> [PAGE EXCERPT]:
((
Poorer as a whole, but richer than during the recession. The value of people’s homes, stocks and all other assets stood at $62.9 trillion in March, the latest count, down from $66 trillion before the economy tanked but up from $51.3 trillion at the downturn’s depths.

Indebted, but perhaps not up to the eyeballs. Credit card debt has declined about 14 percent since 2008. Americans also have less mortgage debt, but more student debt and auto loans. The savings rate, meantime, climbed to 4.2 percent last year, a big improvement from 1.5 percent in 2005. But then there is the government. It is indebted past the eyeballs.

Hotter. The period from July 2011 to June 2012 was the warmest 12-month stretch on record. Altogether, the contiguous states posted an annual all-season average temperature of 56 degrees in that period, which is 3.3 degrees hotter than either of the years that Obama and Romney were born. The hottest calendar year on record for the U.S. is 1998, at 55.08 degrees, but that may not last this year’s swelter and lack of winter. Most of the past 15 years have been among the steamiest on the books, and all 15 were hotter than Romney’s birth year, 1947, and Obama’s, 1961.

More numerous. The U.S. has 314 million people. The country surpassed 200 million in 1968 and 300 million in 2006.
))
> [SUPPLIED DATA]:
((
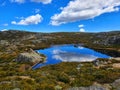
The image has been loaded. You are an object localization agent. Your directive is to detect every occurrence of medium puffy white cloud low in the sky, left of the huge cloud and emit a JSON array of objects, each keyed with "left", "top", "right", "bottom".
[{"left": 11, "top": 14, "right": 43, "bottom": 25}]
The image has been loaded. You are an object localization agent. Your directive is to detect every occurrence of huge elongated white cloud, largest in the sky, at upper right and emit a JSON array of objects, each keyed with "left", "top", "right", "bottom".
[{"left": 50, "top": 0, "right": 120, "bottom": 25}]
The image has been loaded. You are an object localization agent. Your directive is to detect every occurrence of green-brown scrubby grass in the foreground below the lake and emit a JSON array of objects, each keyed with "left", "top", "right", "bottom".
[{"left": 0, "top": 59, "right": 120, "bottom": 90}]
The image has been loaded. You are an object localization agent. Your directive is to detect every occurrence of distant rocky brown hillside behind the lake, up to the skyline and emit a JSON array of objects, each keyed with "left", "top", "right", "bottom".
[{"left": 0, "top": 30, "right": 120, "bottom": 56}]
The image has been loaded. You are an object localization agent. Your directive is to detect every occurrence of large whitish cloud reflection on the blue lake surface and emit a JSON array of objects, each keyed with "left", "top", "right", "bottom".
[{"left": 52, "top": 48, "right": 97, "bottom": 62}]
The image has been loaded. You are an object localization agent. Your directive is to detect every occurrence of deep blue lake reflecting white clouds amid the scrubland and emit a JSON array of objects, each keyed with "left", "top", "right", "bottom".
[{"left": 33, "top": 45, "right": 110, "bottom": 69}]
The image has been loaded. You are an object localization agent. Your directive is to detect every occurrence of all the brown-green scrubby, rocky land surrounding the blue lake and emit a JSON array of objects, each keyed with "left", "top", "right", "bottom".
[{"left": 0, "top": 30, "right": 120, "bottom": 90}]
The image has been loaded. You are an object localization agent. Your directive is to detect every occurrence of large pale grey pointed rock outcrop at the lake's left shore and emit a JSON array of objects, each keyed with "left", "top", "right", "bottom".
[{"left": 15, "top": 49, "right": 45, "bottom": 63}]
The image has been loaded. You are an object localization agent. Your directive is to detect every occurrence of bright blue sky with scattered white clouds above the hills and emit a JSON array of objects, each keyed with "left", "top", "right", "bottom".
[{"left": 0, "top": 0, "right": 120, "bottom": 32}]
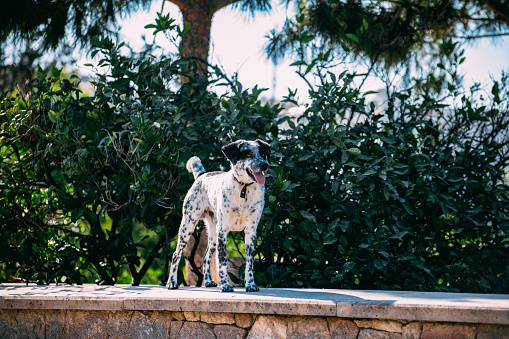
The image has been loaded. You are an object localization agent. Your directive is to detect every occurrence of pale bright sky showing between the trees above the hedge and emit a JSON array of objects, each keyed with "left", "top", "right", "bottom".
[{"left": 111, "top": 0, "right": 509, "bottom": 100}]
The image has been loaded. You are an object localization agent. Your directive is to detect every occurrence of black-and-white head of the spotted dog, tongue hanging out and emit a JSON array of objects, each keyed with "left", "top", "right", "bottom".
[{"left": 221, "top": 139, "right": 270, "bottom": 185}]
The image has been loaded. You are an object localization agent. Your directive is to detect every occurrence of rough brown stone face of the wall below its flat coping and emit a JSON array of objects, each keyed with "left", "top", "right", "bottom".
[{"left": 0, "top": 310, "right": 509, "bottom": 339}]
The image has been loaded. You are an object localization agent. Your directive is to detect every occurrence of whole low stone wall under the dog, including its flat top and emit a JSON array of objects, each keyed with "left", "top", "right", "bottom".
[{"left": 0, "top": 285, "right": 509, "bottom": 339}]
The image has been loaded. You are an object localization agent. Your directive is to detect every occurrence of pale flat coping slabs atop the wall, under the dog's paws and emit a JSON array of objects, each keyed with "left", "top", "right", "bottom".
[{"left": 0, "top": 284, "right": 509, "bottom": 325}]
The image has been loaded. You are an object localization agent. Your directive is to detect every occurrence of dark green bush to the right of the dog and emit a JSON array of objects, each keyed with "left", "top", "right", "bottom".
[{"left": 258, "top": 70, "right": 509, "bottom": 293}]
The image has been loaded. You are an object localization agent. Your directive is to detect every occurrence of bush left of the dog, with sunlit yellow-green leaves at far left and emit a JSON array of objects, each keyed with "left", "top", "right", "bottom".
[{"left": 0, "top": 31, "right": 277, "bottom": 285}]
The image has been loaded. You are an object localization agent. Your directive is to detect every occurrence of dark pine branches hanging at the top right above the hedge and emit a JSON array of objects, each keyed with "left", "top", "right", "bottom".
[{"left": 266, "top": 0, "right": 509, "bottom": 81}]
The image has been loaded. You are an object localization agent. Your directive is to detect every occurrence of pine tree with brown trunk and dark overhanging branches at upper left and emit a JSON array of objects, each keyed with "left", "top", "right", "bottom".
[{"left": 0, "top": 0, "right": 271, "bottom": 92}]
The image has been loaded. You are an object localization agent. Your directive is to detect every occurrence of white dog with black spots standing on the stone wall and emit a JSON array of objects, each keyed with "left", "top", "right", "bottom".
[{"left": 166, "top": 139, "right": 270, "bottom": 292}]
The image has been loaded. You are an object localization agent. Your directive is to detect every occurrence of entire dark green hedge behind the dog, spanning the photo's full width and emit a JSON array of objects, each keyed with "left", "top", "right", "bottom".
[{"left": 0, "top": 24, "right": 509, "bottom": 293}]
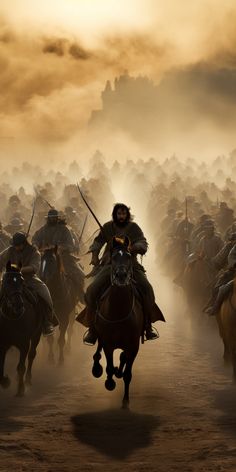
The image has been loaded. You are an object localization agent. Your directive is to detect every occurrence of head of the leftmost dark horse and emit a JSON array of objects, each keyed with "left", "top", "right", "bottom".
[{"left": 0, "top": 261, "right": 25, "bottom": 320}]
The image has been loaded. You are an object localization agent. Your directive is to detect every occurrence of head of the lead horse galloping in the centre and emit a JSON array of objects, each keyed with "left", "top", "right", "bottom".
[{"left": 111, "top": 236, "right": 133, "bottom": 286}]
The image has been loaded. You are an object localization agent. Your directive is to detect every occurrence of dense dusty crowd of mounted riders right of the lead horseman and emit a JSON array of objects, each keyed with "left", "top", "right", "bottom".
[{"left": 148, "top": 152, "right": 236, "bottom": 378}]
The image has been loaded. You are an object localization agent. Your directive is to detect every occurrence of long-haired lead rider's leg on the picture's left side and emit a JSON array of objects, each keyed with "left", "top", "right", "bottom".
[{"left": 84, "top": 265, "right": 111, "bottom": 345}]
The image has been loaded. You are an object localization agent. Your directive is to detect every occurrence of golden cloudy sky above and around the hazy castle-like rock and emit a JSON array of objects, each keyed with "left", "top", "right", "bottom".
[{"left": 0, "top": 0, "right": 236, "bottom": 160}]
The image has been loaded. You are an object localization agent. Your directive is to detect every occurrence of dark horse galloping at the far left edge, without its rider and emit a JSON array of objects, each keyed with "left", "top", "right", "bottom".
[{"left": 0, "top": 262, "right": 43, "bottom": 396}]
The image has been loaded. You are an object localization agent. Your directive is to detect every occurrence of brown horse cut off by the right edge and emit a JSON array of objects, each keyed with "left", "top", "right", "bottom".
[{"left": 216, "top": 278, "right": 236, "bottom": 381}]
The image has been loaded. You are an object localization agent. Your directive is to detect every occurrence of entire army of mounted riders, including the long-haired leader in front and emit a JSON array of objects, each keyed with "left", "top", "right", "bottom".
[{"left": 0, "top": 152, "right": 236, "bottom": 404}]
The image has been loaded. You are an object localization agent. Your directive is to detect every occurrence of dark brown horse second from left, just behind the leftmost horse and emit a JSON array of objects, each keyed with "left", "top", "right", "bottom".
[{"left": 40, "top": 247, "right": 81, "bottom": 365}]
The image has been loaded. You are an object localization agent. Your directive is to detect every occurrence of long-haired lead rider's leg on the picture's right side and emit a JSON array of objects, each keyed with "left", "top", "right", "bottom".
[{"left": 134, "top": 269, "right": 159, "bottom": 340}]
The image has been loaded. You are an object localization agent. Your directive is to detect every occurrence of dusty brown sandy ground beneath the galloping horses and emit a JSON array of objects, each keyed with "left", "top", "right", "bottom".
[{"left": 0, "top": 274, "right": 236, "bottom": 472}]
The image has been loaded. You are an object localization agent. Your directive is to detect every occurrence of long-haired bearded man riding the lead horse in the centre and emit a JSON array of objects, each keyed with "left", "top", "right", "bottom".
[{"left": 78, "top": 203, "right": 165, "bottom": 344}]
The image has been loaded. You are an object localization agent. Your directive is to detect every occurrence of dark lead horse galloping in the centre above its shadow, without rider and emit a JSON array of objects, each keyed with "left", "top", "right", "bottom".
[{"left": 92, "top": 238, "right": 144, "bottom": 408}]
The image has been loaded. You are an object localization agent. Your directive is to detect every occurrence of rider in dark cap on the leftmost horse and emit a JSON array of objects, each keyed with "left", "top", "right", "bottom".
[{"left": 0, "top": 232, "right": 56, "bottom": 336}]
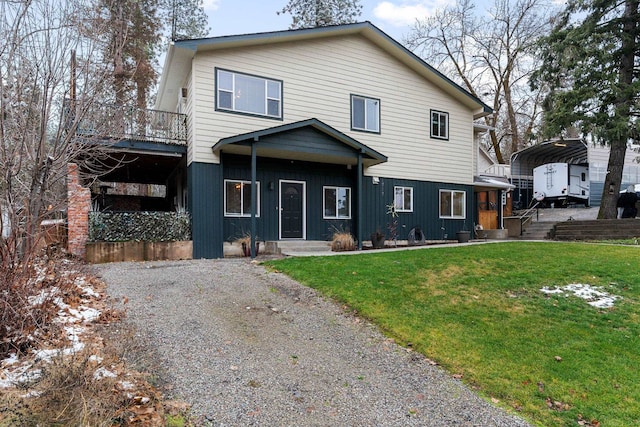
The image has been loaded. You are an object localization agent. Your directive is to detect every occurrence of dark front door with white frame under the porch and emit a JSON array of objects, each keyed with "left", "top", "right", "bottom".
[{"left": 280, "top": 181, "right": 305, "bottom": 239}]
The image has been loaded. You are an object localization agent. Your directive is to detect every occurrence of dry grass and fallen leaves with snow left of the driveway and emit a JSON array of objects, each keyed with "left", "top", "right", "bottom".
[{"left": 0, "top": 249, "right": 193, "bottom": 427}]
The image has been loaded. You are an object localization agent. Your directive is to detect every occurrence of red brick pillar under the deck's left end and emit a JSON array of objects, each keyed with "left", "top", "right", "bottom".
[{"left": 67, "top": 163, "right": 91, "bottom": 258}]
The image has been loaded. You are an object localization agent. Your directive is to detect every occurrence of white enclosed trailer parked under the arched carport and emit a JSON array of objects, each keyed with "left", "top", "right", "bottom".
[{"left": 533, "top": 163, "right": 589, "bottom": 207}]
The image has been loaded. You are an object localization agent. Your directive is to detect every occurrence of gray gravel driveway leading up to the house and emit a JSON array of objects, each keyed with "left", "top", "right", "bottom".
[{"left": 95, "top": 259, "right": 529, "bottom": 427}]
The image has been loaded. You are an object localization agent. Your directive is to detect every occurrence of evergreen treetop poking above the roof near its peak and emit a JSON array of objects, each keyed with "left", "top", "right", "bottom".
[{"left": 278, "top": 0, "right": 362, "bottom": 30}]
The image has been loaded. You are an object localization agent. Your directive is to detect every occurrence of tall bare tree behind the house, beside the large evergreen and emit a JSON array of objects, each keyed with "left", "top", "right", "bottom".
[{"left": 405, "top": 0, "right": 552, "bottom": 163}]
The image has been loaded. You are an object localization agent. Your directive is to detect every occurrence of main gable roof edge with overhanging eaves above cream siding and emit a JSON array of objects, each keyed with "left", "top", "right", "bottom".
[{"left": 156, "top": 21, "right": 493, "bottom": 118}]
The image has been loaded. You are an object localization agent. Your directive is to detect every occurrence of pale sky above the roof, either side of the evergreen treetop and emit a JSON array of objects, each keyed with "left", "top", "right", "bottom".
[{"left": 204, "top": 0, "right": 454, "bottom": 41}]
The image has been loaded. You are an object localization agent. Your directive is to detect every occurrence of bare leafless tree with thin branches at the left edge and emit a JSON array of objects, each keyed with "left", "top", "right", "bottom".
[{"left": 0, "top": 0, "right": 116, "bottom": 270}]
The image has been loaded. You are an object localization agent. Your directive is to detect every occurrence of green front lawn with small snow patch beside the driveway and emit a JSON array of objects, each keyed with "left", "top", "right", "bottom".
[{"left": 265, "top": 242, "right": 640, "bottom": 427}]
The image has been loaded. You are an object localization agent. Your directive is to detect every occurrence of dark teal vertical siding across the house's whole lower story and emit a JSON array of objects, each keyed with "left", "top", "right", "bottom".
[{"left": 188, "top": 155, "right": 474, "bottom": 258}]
))
((
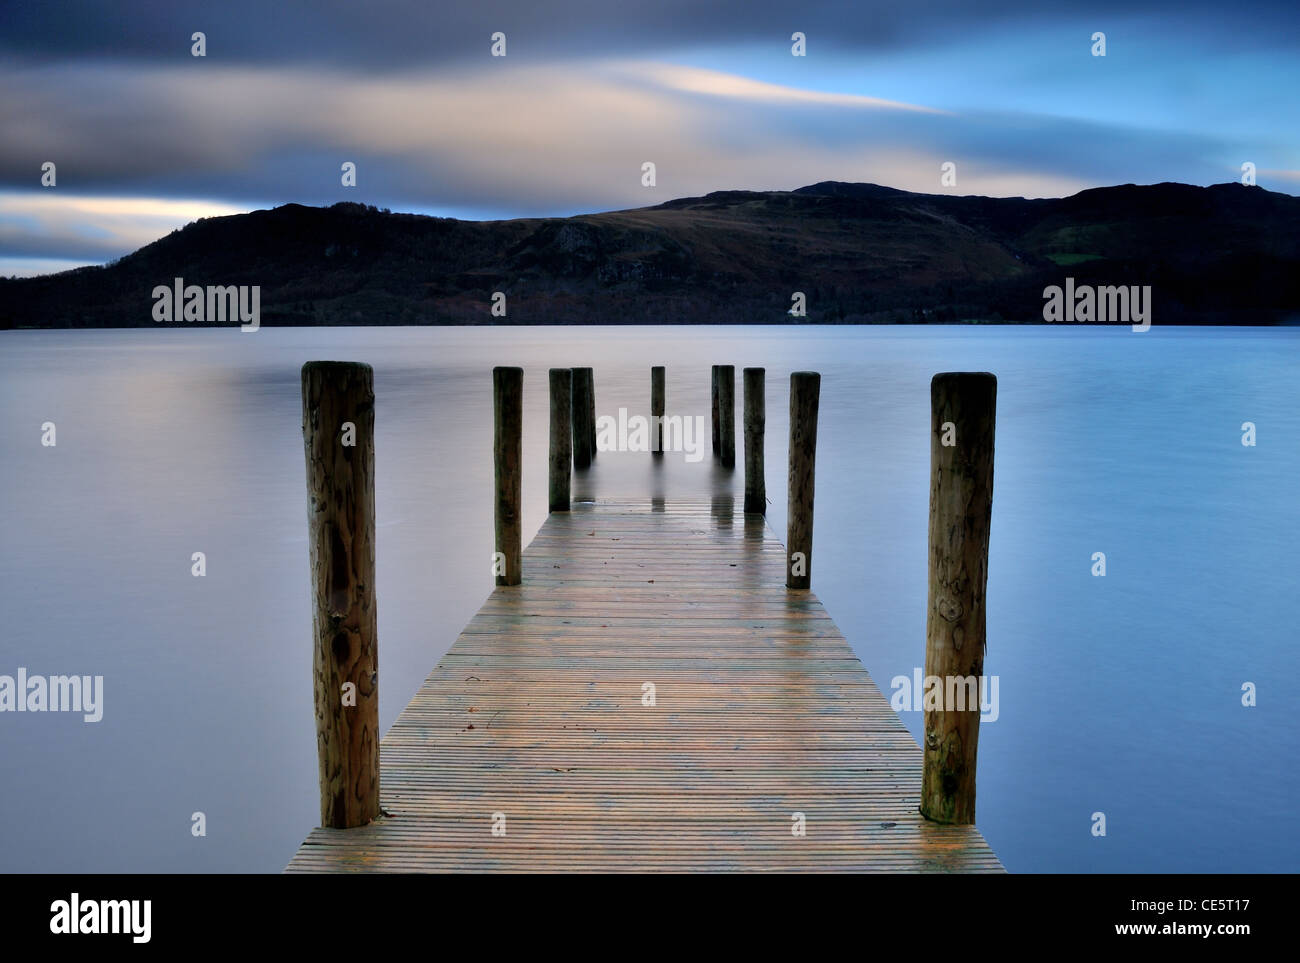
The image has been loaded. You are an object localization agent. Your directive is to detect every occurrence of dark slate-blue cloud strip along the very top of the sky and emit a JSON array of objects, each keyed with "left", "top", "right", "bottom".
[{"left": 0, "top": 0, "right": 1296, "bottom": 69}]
))
> [WORK REQUIRED]: Transcribe the entire passage above on American wealth, debt, heat and population word for word. The data were drawn from a separate source that has no connection to the text.

> [WRITTEN ANSWER]:
Poorer as a whole, but richer than during the recession. The value of people’s homes, stocks and all other assets stood at $62.9 trillion in March, the latest count, down from $66 trillion before the economy tanked but up from $51.3 trillion at the downturn’s depths.

Indebted, but perhaps not up to the eyeballs. Credit card debt has declined about 14 percent since 2008. Americans also have less mortgage debt, but more student debt and auto loans. The savings rate, meantime, climbed to 4.2 percent last year, a big improvement from 1.5 percent in 2005. But then there is the government. It is indebted past the eyeballs.

Hotter. The period from July 2011 to June 2012 was the warmest 12-month stretch on record. Altogether, the contiguous states posted an annual all-season average temperature of 56 degrees in that period, which is 3.3 degrees hotter than either of the years that Obama and Romney were born. The hottest calendar year on record for the U.S. is 1998, at 55.08 degrees, but that may not last this year’s swelter and lack of winter. Most of the past 15 years have been among the steamiest on the books, and all 15 were hotter than Romney’s birth year, 1947, and Obama’s, 1961.

More numerous. The U.S. has 314 million people. The country surpassed 200 million in 1968 and 300 million in 2006.